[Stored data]
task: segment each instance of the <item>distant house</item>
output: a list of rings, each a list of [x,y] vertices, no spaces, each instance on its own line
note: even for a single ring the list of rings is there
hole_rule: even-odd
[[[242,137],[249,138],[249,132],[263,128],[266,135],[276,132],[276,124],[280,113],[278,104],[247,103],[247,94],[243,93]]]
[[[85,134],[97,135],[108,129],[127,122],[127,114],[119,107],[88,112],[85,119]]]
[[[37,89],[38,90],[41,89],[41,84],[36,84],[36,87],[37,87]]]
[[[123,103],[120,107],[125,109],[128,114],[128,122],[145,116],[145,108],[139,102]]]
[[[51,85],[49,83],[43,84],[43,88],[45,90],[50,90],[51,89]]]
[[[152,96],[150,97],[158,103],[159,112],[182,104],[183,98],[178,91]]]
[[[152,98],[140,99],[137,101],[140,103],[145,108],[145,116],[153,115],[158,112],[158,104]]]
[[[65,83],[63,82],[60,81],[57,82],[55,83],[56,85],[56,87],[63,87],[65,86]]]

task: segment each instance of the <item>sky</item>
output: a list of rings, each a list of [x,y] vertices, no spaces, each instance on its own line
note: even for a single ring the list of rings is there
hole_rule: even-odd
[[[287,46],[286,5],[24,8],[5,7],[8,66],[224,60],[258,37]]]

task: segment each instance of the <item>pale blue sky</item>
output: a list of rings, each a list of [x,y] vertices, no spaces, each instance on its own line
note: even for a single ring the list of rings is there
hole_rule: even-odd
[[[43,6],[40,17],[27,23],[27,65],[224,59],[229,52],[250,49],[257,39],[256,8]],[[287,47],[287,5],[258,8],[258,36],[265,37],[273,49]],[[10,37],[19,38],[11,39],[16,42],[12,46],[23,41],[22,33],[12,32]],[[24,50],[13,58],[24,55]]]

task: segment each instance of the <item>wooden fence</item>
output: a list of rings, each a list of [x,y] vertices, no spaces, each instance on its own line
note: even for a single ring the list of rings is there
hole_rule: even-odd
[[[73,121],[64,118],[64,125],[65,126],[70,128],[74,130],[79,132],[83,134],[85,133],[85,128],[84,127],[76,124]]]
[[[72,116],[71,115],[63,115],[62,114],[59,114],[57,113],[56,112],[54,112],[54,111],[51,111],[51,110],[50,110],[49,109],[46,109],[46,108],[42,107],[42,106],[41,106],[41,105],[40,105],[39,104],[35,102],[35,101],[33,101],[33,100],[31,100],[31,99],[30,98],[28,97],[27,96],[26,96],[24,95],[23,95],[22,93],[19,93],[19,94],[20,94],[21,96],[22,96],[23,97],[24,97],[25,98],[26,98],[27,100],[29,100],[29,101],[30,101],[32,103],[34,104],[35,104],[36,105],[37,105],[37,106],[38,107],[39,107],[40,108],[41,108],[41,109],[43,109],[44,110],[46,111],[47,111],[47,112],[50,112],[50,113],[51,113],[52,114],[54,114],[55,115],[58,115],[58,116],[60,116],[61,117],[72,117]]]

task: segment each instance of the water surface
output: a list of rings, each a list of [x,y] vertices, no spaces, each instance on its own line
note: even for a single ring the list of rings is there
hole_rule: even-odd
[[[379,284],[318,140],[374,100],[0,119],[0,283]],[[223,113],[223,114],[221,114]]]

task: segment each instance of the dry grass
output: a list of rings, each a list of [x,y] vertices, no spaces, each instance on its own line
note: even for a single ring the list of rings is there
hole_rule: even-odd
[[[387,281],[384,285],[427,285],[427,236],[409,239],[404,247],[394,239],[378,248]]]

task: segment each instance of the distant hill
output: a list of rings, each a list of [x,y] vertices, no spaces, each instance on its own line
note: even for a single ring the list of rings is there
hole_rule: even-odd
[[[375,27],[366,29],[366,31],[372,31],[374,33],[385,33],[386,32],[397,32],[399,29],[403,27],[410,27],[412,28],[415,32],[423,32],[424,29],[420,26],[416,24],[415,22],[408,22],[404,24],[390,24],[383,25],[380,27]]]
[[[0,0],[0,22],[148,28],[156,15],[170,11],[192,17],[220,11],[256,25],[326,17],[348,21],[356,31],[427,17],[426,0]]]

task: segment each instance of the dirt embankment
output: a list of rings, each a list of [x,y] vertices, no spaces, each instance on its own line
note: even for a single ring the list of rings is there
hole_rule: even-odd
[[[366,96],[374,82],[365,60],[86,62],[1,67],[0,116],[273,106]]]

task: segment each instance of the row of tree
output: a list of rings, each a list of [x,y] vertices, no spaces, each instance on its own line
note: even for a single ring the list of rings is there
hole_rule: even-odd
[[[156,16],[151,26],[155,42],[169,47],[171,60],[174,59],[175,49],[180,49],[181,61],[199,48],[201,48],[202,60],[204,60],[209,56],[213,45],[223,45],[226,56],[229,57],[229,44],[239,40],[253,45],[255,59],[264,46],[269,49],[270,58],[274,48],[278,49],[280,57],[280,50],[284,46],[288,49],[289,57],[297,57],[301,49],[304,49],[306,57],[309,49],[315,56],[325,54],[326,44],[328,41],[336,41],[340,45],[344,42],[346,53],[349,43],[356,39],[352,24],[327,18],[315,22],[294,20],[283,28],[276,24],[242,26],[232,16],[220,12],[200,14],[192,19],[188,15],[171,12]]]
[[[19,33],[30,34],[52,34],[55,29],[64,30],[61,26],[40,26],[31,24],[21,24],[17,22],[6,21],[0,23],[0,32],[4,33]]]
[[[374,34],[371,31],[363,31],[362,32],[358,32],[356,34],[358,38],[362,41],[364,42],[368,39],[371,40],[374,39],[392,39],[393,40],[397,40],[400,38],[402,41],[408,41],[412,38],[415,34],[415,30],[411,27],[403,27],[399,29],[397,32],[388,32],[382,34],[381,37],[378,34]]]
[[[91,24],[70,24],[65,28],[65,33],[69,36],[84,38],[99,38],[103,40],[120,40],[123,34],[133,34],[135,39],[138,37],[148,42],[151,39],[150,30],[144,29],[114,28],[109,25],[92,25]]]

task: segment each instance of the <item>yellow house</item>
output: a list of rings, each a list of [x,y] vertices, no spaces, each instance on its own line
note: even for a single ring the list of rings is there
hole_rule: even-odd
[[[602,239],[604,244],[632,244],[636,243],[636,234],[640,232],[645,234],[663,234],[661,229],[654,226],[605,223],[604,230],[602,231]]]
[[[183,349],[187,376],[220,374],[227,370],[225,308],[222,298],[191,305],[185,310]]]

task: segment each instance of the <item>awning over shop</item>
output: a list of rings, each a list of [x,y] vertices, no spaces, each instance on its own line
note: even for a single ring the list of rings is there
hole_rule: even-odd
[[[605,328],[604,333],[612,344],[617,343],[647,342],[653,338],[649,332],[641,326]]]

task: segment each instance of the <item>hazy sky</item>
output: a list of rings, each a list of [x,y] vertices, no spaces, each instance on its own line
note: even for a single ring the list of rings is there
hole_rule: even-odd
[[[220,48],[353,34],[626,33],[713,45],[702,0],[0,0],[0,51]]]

Task —
Rescale the lines from the one containing "task: segment each instance of the <item>hazy" through the end of the stored data, both included, and give them again with the requests unchanged. Multiply every polygon vertex coordinate in the answers by 2.1 and round each to a whole number, with halves rounded up.

Task response —
task: segment each instance of the <item>hazy sky</item>
output: a list of rings, each a list of [x,y] vertices, no spaces, each instance on its own line
note: even for a single ring the list of rings is there
hole_rule: even-odd
[[[462,101],[741,71],[1315,69],[1497,95],[1474,0],[0,0],[0,107]]]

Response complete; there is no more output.